(Region pointing data)
================================

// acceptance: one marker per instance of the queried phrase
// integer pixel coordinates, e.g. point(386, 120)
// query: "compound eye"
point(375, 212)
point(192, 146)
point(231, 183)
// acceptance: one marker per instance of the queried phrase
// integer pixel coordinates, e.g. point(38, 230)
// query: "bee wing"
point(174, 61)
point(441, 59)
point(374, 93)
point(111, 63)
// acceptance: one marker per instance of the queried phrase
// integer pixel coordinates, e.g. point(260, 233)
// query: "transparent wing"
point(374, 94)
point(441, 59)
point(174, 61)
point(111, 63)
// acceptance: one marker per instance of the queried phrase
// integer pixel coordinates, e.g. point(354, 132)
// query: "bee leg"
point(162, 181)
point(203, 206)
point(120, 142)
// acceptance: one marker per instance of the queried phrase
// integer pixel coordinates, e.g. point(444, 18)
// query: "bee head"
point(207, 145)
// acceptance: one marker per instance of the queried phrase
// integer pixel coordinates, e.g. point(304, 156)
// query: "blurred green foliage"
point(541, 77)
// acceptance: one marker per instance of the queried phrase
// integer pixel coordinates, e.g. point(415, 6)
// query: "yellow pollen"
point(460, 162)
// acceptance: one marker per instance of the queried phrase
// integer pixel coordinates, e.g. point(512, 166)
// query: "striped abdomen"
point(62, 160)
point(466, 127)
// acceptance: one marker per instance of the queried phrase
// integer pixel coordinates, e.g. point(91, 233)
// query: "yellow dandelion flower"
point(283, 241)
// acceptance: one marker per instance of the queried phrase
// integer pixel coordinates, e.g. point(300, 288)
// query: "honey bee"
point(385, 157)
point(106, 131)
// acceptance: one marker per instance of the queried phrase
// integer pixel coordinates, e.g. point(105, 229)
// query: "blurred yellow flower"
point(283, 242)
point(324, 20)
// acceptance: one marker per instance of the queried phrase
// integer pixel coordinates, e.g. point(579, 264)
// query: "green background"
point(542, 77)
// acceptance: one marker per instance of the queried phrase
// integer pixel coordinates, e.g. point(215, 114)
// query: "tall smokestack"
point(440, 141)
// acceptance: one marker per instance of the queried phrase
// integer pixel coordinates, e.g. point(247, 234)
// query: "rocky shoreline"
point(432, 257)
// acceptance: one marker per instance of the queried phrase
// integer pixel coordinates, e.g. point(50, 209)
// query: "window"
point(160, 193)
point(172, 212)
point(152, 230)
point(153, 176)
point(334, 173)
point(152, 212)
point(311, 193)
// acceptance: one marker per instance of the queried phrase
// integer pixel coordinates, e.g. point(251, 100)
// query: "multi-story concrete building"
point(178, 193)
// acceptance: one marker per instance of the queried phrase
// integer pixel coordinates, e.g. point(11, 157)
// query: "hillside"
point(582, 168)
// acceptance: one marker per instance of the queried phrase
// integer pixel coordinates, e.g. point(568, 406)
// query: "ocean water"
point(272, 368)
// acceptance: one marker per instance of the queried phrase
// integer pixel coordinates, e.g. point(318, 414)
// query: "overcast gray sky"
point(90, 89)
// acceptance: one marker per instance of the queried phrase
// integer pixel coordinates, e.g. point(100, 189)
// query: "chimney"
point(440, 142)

================================

DIRECTIONS: Output the records exactly, so that each line matches what was given.

SOLUTION BELOW:
// acceptance: one marker per instance of the queried phrase
// integer pixel coordinates, e.g. point(386, 120)
// query: "compound eye"
point(375, 212)
point(192, 146)
point(231, 183)
// acceptance: one marker per instance of the queried phrase
// integer pixel coordinates, e.g. point(38, 230)
// query: "bee wing"
point(174, 61)
point(441, 59)
point(374, 93)
point(111, 63)
// acceptance: one marker per instance of the queried phrase
// integer pixel coordinates, e.g. point(260, 233)
// query: "transparent wing"
point(374, 94)
point(441, 59)
point(174, 61)
point(111, 63)
// acceptance: one marker per instance of the queried phrase
// integer pixel coordinates, e.g. point(354, 132)
// query: "bee leg"
point(162, 181)
point(203, 206)
point(120, 142)
// acceptance: one marker per instance of the queried phrase
// integer pixel coordinates, e.g. point(444, 18)
// query: "bee head"
point(207, 145)
// acceptance: one marker per instance of the queried phrase
// integer pixel coordinates, e.g. point(304, 156)
// query: "blurred green foliage"
point(541, 77)
// acceptance: one marker per instance of the queried phrase
// integer pixel coordinates, e.g. point(415, 6)
// query: "yellow pollen"
point(460, 162)
// acceptance: one marker per instance of the queried phrase
// integer pixel coordinates, e.g. point(512, 166)
// query: "striped abdomen"
point(62, 160)
point(466, 127)
// acceptance: one marker per instance of the queried phrase
// integer pixel coordinates, e.g. point(91, 233)
// query: "yellow dandelion flower"
point(283, 241)
// acceptance: one marker per instance of the queried phrase
// integer pixel coordinates, e.g. point(300, 288)
// query: "honey bee"
point(385, 157)
point(106, 131)
// acceptance: one marker per instance of the queried phrase
// integer pixel coordinates, e.g. point(105, 229)
// query: "blurred yellow flower"
point(283, 242)
point(324, 20)
// acceptance: one marker per instance of the queried phrase
// integer pixel coordinates, e.g. point(579, 264)
// query: "green background"
point(542, 77)
// acceptance: one marker per instance of the queried phrase
// integer pixel coordinates, e.g. point(215, 114)
// query: "tall smokestack"
point(440, 141)
// acceptance: one marker per instance of the queried phrase
// integer pixel coordinates, e.g. point(247, 234)
// query: "rocky shoreline"
point(432, 257)
// acceptance: one marker per instance of the queried phrase
// integer pixel coordinates, e.g. point(50, 209)
// query: "window"
point(160, 193)
point(172, 212)
point(152, 230)
point(153, 176)
point(334, 173)
point(152, 212)
point(311, 193)
// acceptance: one marker per instance of the queried phrase
// integer pixel coordinates, e.g. point(251, 100)
// query: "multi-story concrete building"
point(178, 193)
// acceptance: one marker per instance of the queried phrase
// integer pixel coordinates, e.g. point(11, 157)
// query: "hillside"
point(582, 168)
// acceptance: one marker per instance of the queried phrase
// integer pixel coordinates, e.g. point(568, 406)
// query: "ocean water"
point(272, 368)
// acceptance: one marker per instance of the queried phrase
// integer pixel coordinates, e.g. point(318, 414)
// query: "overcast gray sky"
point(90, 89)
// acceptance: one marker per instance of the queried phrase
// integer pixel coordinates, e.g. point(100, 189)
// query: "chimney"
point(440, 142)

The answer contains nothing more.